▼

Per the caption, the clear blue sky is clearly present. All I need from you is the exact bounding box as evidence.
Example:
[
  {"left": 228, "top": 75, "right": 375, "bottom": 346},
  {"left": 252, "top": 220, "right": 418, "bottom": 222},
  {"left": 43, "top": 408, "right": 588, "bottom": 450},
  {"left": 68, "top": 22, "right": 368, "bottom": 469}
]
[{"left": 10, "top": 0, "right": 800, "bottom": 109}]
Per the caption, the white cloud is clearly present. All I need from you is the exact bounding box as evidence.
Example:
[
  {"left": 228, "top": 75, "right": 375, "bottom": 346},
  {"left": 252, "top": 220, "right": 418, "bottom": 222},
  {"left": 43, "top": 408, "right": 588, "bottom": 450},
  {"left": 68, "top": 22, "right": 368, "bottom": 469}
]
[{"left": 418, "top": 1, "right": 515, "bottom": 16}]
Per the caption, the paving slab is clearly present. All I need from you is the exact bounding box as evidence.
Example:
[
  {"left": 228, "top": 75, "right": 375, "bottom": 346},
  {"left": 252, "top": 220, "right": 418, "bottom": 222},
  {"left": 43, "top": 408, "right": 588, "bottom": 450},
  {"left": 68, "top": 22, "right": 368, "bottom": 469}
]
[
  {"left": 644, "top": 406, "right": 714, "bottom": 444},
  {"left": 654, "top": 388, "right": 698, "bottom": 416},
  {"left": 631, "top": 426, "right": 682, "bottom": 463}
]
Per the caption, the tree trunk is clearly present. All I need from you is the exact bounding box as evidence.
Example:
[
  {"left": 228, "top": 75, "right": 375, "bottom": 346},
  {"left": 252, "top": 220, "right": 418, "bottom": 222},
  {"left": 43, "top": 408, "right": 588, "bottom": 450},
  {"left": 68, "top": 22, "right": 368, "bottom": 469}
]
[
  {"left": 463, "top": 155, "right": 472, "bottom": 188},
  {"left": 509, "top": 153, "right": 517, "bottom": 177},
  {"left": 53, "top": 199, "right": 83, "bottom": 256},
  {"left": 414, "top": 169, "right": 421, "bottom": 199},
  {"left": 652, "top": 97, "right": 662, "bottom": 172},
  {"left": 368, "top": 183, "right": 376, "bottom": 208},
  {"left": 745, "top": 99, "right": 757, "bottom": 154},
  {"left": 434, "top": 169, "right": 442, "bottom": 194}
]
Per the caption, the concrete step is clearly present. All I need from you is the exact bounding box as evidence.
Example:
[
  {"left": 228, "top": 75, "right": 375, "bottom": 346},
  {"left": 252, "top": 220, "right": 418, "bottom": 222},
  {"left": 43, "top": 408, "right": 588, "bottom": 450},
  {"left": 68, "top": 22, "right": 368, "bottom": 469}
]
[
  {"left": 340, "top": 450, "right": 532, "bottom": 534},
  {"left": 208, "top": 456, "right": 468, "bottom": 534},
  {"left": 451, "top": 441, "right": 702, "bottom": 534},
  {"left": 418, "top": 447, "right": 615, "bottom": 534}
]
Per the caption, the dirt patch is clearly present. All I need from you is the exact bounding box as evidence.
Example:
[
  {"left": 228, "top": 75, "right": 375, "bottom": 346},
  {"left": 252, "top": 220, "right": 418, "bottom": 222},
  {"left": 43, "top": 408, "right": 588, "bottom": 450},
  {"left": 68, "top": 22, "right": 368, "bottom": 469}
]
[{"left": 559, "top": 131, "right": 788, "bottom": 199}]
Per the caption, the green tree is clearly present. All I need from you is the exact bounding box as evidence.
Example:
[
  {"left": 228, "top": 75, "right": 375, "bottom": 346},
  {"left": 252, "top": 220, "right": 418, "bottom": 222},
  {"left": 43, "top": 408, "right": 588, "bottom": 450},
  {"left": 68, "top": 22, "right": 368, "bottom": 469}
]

▲

Copy all the lines from the data above that hold the word "tree".

Per the caption, the tree trunk is clearly present. All I need from you is the exact bounding box as evidence.
Per the caption, the green tree is clearly present. All I need from you is the exact bounding box as evidence.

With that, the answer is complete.